-- START Raw records --

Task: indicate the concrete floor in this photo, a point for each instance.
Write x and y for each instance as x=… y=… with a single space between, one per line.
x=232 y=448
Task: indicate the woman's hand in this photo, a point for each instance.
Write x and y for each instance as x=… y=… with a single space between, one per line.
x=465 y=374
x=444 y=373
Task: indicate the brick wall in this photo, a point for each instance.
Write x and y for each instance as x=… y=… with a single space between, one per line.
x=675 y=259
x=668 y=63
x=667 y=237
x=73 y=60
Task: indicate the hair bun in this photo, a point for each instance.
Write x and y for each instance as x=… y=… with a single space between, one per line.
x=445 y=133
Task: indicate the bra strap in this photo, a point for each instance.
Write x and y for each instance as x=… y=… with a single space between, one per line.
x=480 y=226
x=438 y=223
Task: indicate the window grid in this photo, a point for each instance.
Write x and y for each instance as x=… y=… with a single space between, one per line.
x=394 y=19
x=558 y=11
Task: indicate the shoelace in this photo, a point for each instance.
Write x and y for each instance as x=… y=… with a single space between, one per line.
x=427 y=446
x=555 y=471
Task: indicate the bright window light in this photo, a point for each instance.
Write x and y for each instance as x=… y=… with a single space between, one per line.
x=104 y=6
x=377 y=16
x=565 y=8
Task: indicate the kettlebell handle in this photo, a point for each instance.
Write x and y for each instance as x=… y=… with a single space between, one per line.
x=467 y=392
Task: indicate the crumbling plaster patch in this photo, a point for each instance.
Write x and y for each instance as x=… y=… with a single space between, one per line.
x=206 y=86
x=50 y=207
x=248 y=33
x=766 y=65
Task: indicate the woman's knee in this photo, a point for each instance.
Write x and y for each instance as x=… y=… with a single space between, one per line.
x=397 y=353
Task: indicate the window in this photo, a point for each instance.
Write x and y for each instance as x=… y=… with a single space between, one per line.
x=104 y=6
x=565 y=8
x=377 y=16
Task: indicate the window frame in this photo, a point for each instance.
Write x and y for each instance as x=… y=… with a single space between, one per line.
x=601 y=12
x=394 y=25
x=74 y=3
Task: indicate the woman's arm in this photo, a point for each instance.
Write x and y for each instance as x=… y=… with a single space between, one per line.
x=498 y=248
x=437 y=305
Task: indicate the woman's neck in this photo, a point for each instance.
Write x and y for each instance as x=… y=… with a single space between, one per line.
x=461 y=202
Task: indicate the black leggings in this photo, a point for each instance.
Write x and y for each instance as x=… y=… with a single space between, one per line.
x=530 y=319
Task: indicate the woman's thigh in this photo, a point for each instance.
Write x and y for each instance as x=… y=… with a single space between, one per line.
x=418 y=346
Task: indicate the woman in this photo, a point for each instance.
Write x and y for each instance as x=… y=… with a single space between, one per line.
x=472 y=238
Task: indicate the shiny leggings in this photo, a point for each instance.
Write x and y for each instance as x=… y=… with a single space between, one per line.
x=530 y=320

-- END Raw records --

Directions -> Type out the material again exactly as presented.

Response to this exercise ->
Task: indicate the concrete floor in this photo, a point for each instance.
Write x and y for each instance as x=… y=… with a single space between, one per line.
x=232 y=448
Task: indicate the woman's hand in this photo, a point for each instance.
Write x and y for each instance as x=… y=… with a single space between, one per line.
x=465 y=374
x=444 y=373
Task: indicate the brick wall in this photo, a point for each instance.
Write x and y for each instance as x=… y=… with a single space between, one per line.
x=675 y=259
x=668 y=63
x=667 y=237
x=73 y=60
Task: indicate the hair bun in this photo, a point for each instance.
Write x and y for each instance as x=… y=… with a single space between, one per line.
x=445 y=133
Task: indicate the bra strap in this photo, a point for each instance.
Write x and y for each instance as x=… y=… with a single space between, one per line.
x=480 y=226
x=438 y=223
Task: indicate the window grid in this photo, a point for each instance.
Write x and y for each instance as x=… y=… with a single space between, one per line.
x=394 y=19
x=558 y=11
Task: indicate the shoelace in this photo, a point for each instance.
Write x and y for each instance as x=… y=… with a single space between, one per line.
x=427 y=446
x=555 y=471
Task: indicate the bright window light in this photo, a point for each instance.
Write x and y for each instance as x=… y=… with a single space between, one per line.
x=104 y=6
x=377 y=16
x=565 y=8
Task: indicate the kettlebell handle in this photo, a point for each instance.
Write x and y for each instance as x=… y=… with a single space between, one per line.
x=467 y=392
Task: indicate the crumbling plaster patch in this photo, a point for each instance.
Write x and y for each instance as x=… y=… with a single space between, one per line.
x=206 y=86
x=50 y=207
x=248 y=33
x=766 y=65
Task: indicate the woman's knee in this photo, a point for each instance.
Write x and y for each instance as x=… y=… with a single space between, one per line.
x=397 y=353
Task: indicate the window in this photo, a point for each instance.
Write x and y for each instance as x=… y=… with a single space between, one per line.
x=104 y=6
x=565 y=8
x=377 y=16
Task: indicate the window frame in this photo, a point for each instance.
Write x and y for each instance as x=… y=… with a single space between, one per line.
x=601 y=12
x=394 y=25
x=74 y=3
Task: indicate the woman's arm in this photo, a point for each instance.
Write x and y for each instance as x=… y=… with a single space between, one per line.
x=498 y=248
x=437 y=305
Task: indicate the woman's neck in this photo, a point for each instance.
Write x and y for each instance as x=… y=… with a single space between, one per line.
x=461 y=202
Task: indicate the black leggings in this photo, a point for each instance.
Write x and y for each instance as x=… y=… with a single space between, one per line.
x=530 y=319
Task: indicate the woman's thigh in this photo, a point for each instance.
Write x and y for each instance as x=… y=… with a single space between, one per line.
x=418 y=346
Task: indicate the woman in this photo, a point for each instance.
Write x and y for each instance as x=… y=… with a single space between, one per line.
x=472 y=238
Task: indicate the shiny leggings in this photo, a point for each instance.
Write x and y for each instance as x=… y=… with a single space between, one per line.
x=530 y=320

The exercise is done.